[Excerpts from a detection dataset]

## Start

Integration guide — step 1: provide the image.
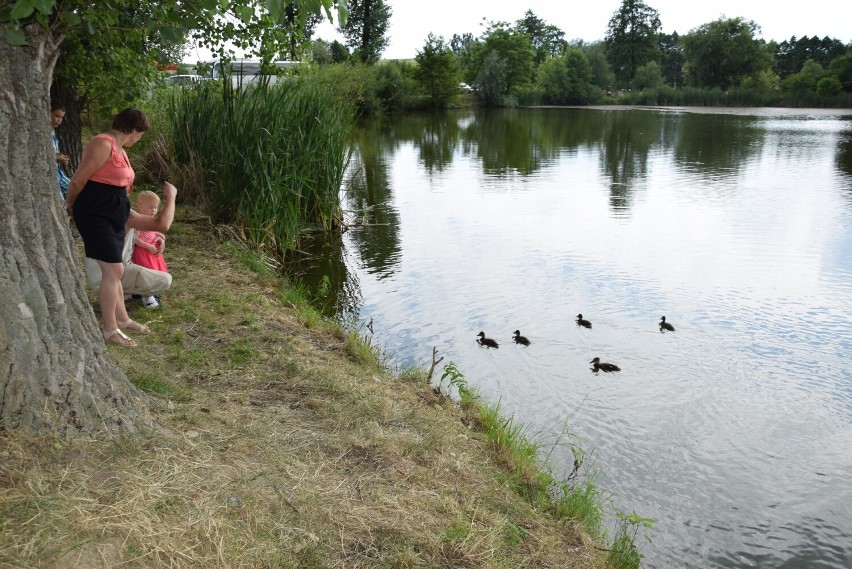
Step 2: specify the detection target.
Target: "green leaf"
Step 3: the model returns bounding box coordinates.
[266,0,286,22]
[61,12,83,26]
[6,25,27,45]
[234,6,254,22]
[12,0,35,20]
[32,0,56,15]
[160,26,183,43]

## End

▸ **Written problem**
Convert every line of the records above into a Markdown table with two columns, Row and Line, giving each line its own number and skipping blank lines. Leave the pictures out of the table.

▸ **Problem solution**
| Row | Line |
|---|---|
| 1 | Integration guide — step 1: provide the image. |
| 2 | Step 2: specify the detection target. |
| 3 | Target: "green leaf" |
| 4 | Step 3: the model returns bounding box coordinates. |
| 5 | [266,0,286,22] |
| 6 | [61,12,83,26] |
| 7 | [6,25,27,45] |
| 8 | [234,6,254,22] |
| 9 | [12,0,35,20] |
| 10 | [32,0,56,15] |
| 11 | [160,26,183,43] |